- [DESKRIPSI TUGAS]
Lanjutkan teks bacaan berupa berita tentang kebutuhan Indonesia akan layanan P2P lending, dimulai tepat setelah kalimat terakhirnya.

- [TEKS BACAAN]
KABARBURSA.COM - Ekonom Hendri Saparini menyatakan bahwa Indonesia masih memerlukan layanan peer-to-peer (P2P) lending, meski banyak masyarakat kelas menengah ke bawah yang terjerat pinjaman online (pinjol) atau istilah barunya, pinjaman daring (pindar).
Menurut Hendri, P2P lending memang sudah kurang relevan di beberapa negara dengan tingkat masyarakat unbanked yang rendah, seperti Korea Selatan dan China.
Berdasarkan data tahun 2021, tingkat unbanked di China tercatat 20 persen, sementara di Korea Selatan (Korsel) hanya 5 persen.
Namun, kondisi di Indonesia berbeda. Berdasarkan data Bank Dunia, pada tahun 2021, tingkat masyarakat unbanked Indonesia masih cukup tinggi, yakni 48 persen.
“Sebetulnya kita tidak perlu lagi mendiskusikan apakah P2P lending itu penting atau tidak. P2P lending sangat penting bagi Indonesia, khususnya untuk mendorong perkembangan pinjaman daring,” kata Hendri, Jumat, 20 Desember 2024.
Lanjut Hendri, alasan lain mengapa P2P lending masih dibutuhkan adalah adanya kesenjangan pendanaan di sektor Usaha Mikro, Kecil, dan Menengah (UMKM). Ia mengungkapkan bahwa kebutuhan pendanaan UMKM mencapai Rp4.300 triliun, sementara kemampuan penyediaan dana konvensional baru mencapai Rp1.900 triliun.
“Lembaga keuangan konvensional belum bisa memenuhi kebutuhan tersebut, sehingga P2P lending dapat membantu mengurangi gap ini,” ujar Hendri.
Hendri juga mencatat bahwa tingkat wanprestasi di Indonesia menunjukkan penurunan dari tahun ke tahun, sementara pemerintah berkomitmen untuk menyalurkan 30-40 persen dana kepada UMKM.
Hendri, yang juga merupakan anggota Steering Committee Indonesia Fintech Society (IFSoc), memberikan beberapa catatan terkait P2P lending dan kebutuhan pendanaan UMKM. Ia menekankan pentingnya menjaga keberlanjutan layanan P2P lending sambil melindungi kepentingan borrower (peminjam) dan investor.

(Cuplikan dataset anotasi lokasi)
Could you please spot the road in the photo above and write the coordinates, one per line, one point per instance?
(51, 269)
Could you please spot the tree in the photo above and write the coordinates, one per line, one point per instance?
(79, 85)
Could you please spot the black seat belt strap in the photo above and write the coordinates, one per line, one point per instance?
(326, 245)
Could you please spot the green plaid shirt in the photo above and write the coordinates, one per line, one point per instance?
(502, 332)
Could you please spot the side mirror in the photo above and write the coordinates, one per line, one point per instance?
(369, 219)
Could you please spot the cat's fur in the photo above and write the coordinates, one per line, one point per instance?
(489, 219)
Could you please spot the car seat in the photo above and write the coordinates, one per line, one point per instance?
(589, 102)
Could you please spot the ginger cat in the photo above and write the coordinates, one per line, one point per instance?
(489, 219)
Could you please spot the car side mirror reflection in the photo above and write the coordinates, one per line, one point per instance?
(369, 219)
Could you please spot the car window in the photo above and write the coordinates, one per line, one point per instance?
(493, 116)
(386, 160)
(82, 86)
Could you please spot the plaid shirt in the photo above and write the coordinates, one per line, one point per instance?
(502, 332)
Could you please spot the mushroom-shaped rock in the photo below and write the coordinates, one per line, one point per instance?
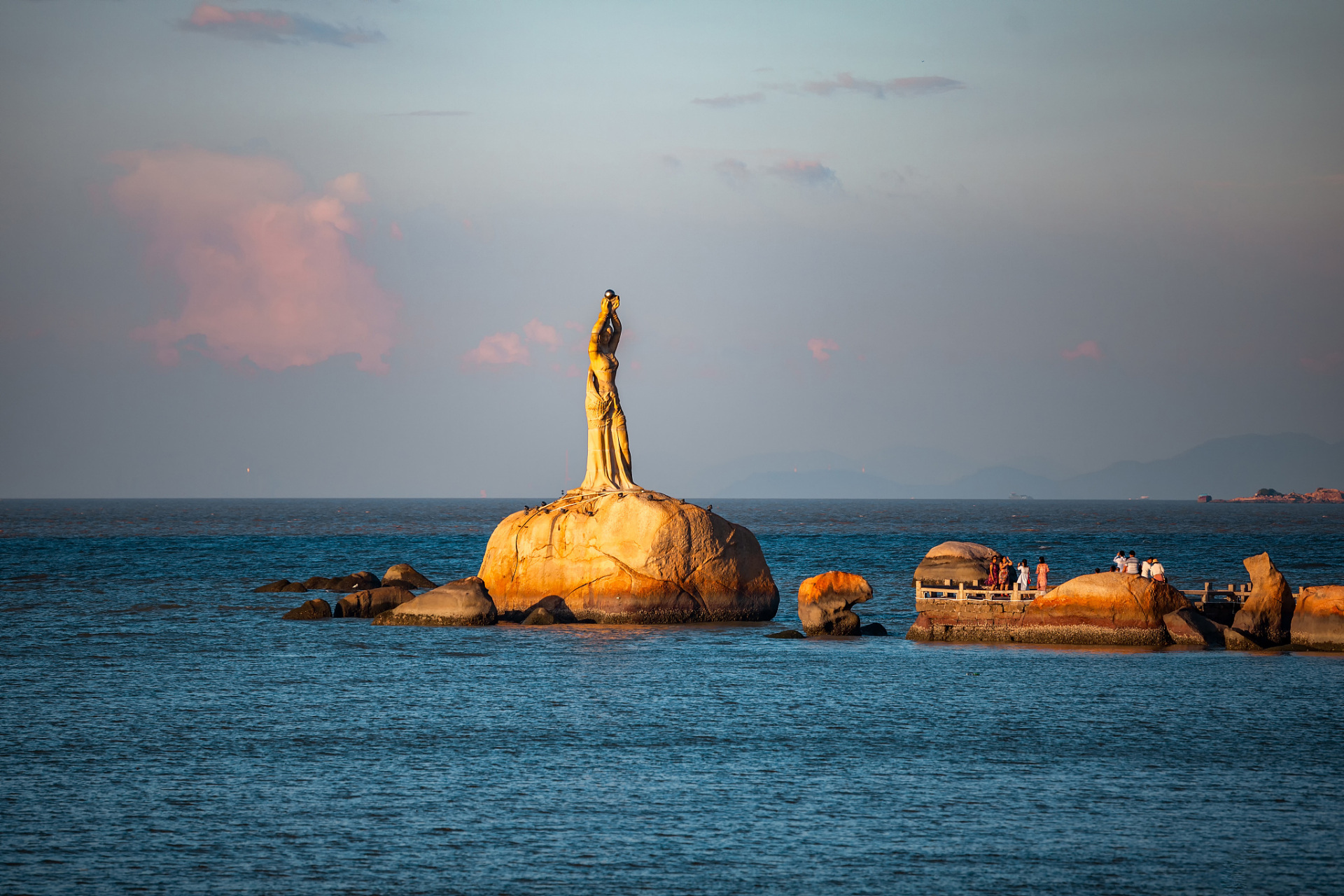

- [JAWABAN LATIHAN]
“Keseimbangan perlu dijaga antara kepentingan borrower dan investor. Pemerintah harus berhati-hati dalam menciptakan kebijakan yang dapat menjaga kedua pihak tersebut,” saran Hendri.
Meski begitu, Hendri mengingatkan masyarakat agar berhati-hati dalam memilih layanan P2P lending agar tidak terjerumus ke pinjaman ilegal. Ia juga mendorong agar P2P lending dapat lebih mendukung sektor produktif.
“Saat ini, sektor produktif yang dibiayai P2P lending masih di bawah 30 persen. Ke depannya, pinjaman dengan nominal besar dan jangka panjang sangat dibutuhkan di sektor ini,” ujarnya.
Hendri berharap P2P lending dapat berkontribusi pada pertumbuhan ekonomi Indonesia yang berkelanjutan dan mendorong industrialisasi di daerah.
Menurutnya, P2P lending seharusnya tidak hanya digunakan untuk kepentingan sesaat, tetapi juga dapat menjadi layanan investasi yang mendukung sektor produktif dalam jangka panjang.
“Kita perlu mendorong pemerintah untuk memikirkan strategi yang tepat agar pinjaman UMKM dapat dimanfaatkan secara produktif dan memberikan nilai tambah,” pungkasnya.
Asosiasi Fintech Pendanaan Bersama Indonesia (AFPI) mengganti istilah Pinjaman Online (pinjol) menjadi Pinjaman Daring (pindar).
Langkah ini diambil untuk membantu masyarakat membedakan layanan pinjaman daring yang legal dan ilegal.
Ketua Umum AFPI Entjik S Djafar berharap perubahan istilah ini dapat mempermudah masyarakat dalam mengenali layanan yang sah dan aman serta mengurangi risiko penggunaan platform ilegal.
“Kami bukan pinjol yang meresahkan masyarakat, kami adalah pindar atau pinjaman daring yang berizin OJK (Otoritas Jasa Keuangan). Kami akan meningkatkan edukasi kepada masyarakat, terutama kepada pelaku Usaha Mikro, Kecil, dan Menengah (UMKM), serta Ultra Mikro Kecil (UMK). Kami juga akan mengampanyekan manfaat yang telah diterima oleh para peminjam UMKM dan UMK,” kata Entjik, Minggu, 8 Desember 2024.
Selama ini, istilah ‘pinjol’ seringkali dikaitkan dengan hal-hal negatif, terutama karena maraknya peredaran pinjaman online ilegal di masyarakat. Bahkan, jumlah pinjol legal jauh lebih sedikit dibandingkan pinjol ilegal yang terus diblokir oleh OJK.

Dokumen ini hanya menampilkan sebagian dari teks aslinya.